» What you will do:
1. Repeat a passage from the Coca-Cola Amatil operating review word for word. Begin at "Earnings before interest" and stop after "to $134.5 million in 2006.".
2. Translate this sentence from the Coca-Cola Amatil operating review into Spanish: "The Group’s operation in South Korea was discontinued on 24 October 2007."

» Extract:

================

Coca-Cola Amatil Limited

For the financial year ended 31 December 2007

Operating and financial review

Principal activities and operations

The principal activities of the Group during the financial year ended
31 December 2007 were –

•
the manufacture, distribution and marketing of carbonated soft drinks,
still and mineral waters, fruit juices, coffee and other alcohol-free
beverages;
•
the processing and marketing of fruit, vegetables and other food
products; and
•
the manufacturing and distribution of premium beer brands and the
premium spirit portfolio of global distributor Maxxium for Pacific
Beverages Pty Ltd, a joint venture entity between CCA and SABMiller
plc.
The Group’s principal operations were in Australia, New Zealand, Fiji,
Indonesia and Papua New Guinea (PNG). The Group’s operation in South
Korea was discontinued on 24 October 2007.

Financial results

The Group’s net profit attributable to members of the Company was
$310.7 million, compared to $282.4 million in 2006. The net profit
attributable to members includes a loss after tax of $56.9 million from the
discontinued South Korean operation.

The Group’s net profit from continuing operations was $367.6 million,
compared to $313.6 million in 2006, representing a 17.2% increase from
last year.

The Group’s trading revenue from continuing operations for the financial
year was $3,931.8 million, compared with $3,641.6 million for 2006.
Earnings before interest and tax (EBIT) from continuing operations
increased by 15.3% to $648.4 million, compared to $562.5 million in 2006.

The Group’s net finance costs from continuing operations for the financial
year were $132.4 million, compared to $134.5 million in 2006.

Operating cash flow increased by 11.8% to $523.9 million compared with
$468.4 million in 2006.

================

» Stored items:

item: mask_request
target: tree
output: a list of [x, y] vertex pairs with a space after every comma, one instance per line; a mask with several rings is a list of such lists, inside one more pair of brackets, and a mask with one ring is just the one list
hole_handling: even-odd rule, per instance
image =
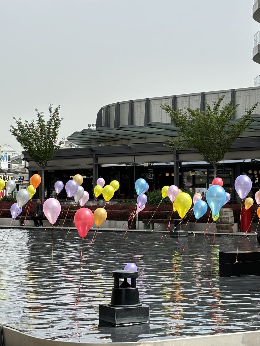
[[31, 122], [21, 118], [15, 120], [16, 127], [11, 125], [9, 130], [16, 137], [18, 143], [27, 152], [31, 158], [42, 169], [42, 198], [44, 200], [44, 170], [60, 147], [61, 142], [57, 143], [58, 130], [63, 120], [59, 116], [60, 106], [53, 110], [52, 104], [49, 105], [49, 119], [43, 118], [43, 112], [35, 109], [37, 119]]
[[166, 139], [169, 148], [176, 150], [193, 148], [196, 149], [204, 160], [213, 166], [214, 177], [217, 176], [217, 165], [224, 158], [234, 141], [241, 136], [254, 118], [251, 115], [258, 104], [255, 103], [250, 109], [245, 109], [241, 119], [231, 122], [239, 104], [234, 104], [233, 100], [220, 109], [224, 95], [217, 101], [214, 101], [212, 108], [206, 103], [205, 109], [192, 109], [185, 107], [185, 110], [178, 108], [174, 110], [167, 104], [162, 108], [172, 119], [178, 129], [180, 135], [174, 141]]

================

» Results:
1.
Earnings before interest and tax (EBIT) from continuing operations
increased by 15.3% to $648.4 million, compared to $562.5 million in 2006.

The Group’s net finance costs from continuing operations for the financial
year were $132.4 million, compared to $134.5 million in 2006.

2. La operación del Grupo en Corea del Sur fue discontinuada el 24 de octubre de 2007.